**DATA**
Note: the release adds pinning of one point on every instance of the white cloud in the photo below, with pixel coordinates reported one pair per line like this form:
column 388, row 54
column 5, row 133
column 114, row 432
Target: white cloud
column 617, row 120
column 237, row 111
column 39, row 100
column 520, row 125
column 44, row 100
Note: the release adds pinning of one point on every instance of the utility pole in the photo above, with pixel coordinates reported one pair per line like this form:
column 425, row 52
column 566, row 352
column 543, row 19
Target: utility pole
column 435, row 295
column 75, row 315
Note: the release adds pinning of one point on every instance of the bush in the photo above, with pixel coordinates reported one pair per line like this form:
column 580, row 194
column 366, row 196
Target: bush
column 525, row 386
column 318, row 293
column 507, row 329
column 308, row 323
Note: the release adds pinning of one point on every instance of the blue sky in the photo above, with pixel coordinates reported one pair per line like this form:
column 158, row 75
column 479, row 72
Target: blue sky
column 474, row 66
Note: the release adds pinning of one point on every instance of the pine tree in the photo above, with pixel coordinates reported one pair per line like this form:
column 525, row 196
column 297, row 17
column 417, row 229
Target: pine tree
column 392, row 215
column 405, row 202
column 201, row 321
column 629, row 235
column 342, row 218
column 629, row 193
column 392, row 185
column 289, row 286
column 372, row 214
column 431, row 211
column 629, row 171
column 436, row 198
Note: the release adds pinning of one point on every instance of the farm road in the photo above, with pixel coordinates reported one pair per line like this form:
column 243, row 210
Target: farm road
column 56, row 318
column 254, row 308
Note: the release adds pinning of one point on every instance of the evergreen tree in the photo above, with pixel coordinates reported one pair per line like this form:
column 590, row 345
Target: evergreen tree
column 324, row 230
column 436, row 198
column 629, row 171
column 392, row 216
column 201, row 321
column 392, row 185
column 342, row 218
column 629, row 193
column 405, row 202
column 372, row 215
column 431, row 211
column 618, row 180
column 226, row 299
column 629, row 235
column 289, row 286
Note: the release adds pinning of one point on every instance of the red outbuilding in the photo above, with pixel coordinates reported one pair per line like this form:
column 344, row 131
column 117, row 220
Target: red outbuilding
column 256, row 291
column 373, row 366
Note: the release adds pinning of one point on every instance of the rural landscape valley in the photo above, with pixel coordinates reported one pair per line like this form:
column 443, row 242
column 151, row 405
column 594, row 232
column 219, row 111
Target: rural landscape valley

**PROBLEM STATEMENT**
The records shown above are to be retyped exactly, with none omitted.

**RESPONSE TO THIS EXERCISE**
Note: the release adds pinning of one point on every instance of the white cloud in the photo below, with pixel coordinates reported one pair per line like this form:
column 388, row 54
column 5, row 133
column 114, row 432
Target: white cloud
column 617, row 120
column 237, row 111
column 39, row 100
column 520, row 125
column 44, row 100
Note: the release adds pinning of one point on every instance of the utility pole in the photo above, with pixel coordinates reported one pair per line like this form:
column 425, row 52
column 566, row 352
column 543, row 19
Target: utility pole
column 435, row 295
column 75, row 315
Note: the release adds pinning of one point on every instance of the bush in the photo above, with pixel coordinates reported one pair per line like this form:
column 580, row 194
column 366, row 196
Target: bush
column 525, row 386
column 318, row 293
column 507, row 329
column 308, row 323
Note: the release adds pinning of one point on every instance of the blue sky in the photo above, with pixel coordinates reported one pair per line like this form:
column 158, row 75
column 479, row 72
Target: blue sky
column 474, row 66
Note: the release adds pinning of one point on every instance of the pine tree in the photo above, with pixel coordinates reported one pair per line like this form:
column 525, row 196
column 297, row 17
column 417, row 229
Target: pine tree
column 392, row 215
column 405, row 202
column 201, row 321
column 629, row 235
column 342, row 218
column 629, row 193
column 392, row 185
column 289, row 286
column 372, row 214
column 431, row 211
column 629, row 171
column 436, row 198
Note: the release adds pinning of one point on every instance of the farm road in the photo above, with pixel coordinates reported one pair per line like this form:
column 243, row 210
Target: farm road
column 56, row 318
column 254, row 308
Note: the release adds pinning of one point on every instance of the evergreen tree in the photo above, with pixel coordinates reported one pair per line like this form:
column 590, row 345
Target: evergreen tree
column 324, row 230
column 436, row 198
column 629, row 171
column 392, row 216
column 201, row 321
column 392, row 185
column 342, row 218
column 629, row 193
column 405, row 202
column 372, row 215
column 431, row 211
column 618, row 180
column 226, row 299
column 629, row 235
column 289, row 286
Note: the release adds pinning of one point on every instance of the red outbuilding in the photo above, with pixel coordinates reported one pair per line like this form:
column 344, row 131
column 117, row 220
Target: red outbuilding
column 256, row 291
column 373, row 366
Note: the release adds pinning of one point on every instance of the rural landscape valley in the photo above, with pixel coordinates reported one pair per line like this form:
column 443, row 242
column 151, row 405
column 594, row 232
column 219, row 111
Target: rural landscape valley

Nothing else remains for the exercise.